- ITEMS:
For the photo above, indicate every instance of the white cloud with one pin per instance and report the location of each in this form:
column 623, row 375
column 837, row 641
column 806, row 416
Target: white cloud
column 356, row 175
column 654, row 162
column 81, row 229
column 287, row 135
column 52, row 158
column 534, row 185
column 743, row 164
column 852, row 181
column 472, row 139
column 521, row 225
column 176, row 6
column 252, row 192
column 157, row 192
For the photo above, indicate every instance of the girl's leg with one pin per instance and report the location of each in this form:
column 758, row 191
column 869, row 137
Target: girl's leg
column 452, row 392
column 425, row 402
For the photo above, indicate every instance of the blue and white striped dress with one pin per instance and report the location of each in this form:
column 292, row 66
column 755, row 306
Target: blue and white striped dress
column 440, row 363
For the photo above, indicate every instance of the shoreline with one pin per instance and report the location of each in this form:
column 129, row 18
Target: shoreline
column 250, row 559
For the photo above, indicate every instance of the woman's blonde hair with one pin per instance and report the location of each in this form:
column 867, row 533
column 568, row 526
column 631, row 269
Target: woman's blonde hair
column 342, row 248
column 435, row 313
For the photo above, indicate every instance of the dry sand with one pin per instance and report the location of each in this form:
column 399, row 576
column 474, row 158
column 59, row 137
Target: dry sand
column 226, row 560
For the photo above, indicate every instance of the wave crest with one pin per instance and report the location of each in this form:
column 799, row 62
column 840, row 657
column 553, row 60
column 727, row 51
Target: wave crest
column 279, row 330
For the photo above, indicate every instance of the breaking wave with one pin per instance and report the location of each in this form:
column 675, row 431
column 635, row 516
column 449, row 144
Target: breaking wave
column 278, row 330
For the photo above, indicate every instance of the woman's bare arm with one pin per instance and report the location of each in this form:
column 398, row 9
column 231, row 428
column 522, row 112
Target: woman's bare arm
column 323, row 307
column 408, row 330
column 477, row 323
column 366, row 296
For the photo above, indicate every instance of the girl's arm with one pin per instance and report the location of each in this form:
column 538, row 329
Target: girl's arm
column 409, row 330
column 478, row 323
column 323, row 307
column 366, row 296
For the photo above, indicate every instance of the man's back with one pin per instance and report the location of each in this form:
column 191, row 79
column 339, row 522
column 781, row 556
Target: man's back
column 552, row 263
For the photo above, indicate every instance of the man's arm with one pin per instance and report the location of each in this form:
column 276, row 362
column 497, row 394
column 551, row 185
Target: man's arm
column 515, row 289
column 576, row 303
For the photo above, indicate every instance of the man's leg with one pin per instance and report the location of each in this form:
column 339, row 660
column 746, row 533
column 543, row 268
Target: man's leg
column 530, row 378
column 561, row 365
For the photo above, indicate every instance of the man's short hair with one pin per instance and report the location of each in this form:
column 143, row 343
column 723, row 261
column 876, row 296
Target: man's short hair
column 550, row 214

- YOUR OBJECTIVE:
Copy out every one of the lines above, keeping each character and line break unchanged.

- CORRECT RESPONSE:
For the photo above, indicate every instance of the white cloud with one pin per instance and report the location of each in this form:
column 623, row 375
column 837, row 641
column 806, row 416
Target: white cloud
column 356, row 175
column 654, row 162
column 81, row 229
column 287, row 135
column 52, row 158
column 534, row 185
column 743, row 164
column 852, row 181
column 472, row 139
column 521, row 225
column 176, row 6
column 252, row 192
column 157, row 192
For the photo above, indicate every instance of the girl's leg with one pin per instance and report the location of each in this form:
column 758, row 191
column 869, row 137
Target: girl's leg
column 452, row 392
column 425, row 402
For the photo above, indicate every instance of the blue and white striped dress with one pin per instance and report the location of each in this form:
column 292, row 66
column 755, row 306
Target: blue and white striped dress
column 440, row 363
For the photo above, indicate every instance of the shoreline with one pin per instance and report the location of each in this form:
column 129, row 18
Target: shoreline
column 250, row 559
For the photo above, indicate every instance of the woman's blonde hair with one pin per instance and report the location of each in this form:
column 867, row 533
column 568, row 526
column 631, row 269
Target: woman's blonde hair
column 342, row 248
column 435, row 313
For the photo above, indicate every instance of the dry sand with one pin per instance and report the location of each in this form:
column 399, row 576
column 474, row 158
column 59, row 137
Target: dry sand
column 226, row 560
For the photo above, indicate every instance of the wave crest with one pin per instance and report the location of each in this form:
column 799, row 62
column 840, row 657
column 553, row 60
column 727, row 51
Target: wave crest
column 279, row 330
For the photo above, indicate every instance of the breaking wave with one pin per instance and report the location of each in this form:
column 675, row 431
column 635, row 516
column 449, row 144
Target: breaking wave
column 278, row 330
For the photo above, indicate every instance of the woman's bare arm with one pin per instance and report the location of each in this form:
column 398, row 9
column 231, row 428
column 522, row 112
Target: woman's bare arm
column 323, row 307
column 408, row 330
column 477, row 323
column 366, row 296
For the photo above, indicate every instance of the girl's arm with one pin per instance and report the location of each in this form:
column 538, row 329
Target: girl's arm
column 409, row 330
column 478, row 323
column 323, row 307
column 366, row 296
For the photo above, indicate every instance of the man's back with one pin per instance and report the location of each in this form:
column 191, row 79
column 339, row 522
column 781, row 556
Target: man's back
column 552, row 263
For the photo above, indicate every instance of the man's arm with one pin per instance and report the location of each in this form:
column 276, row 362
column 497, row 394
column 551, row 185
Target: man's arm
column 515, row 289
column 576, row 303
For the photo above, indicate every instance of the man's leg with one pin per instance and report the location of each in this form:
column 339, row 660
column 746, row 533
column 543, row 268
Target: man's leg
column 530, row 378
column 561, row 365
For the photo above, indicate every instance of the man's short hair with one pin per instance and report the location of each in this form:
column 143, row 343
column 723, row 261
column 876, row 296
Target: man's short hair
column 550, row 214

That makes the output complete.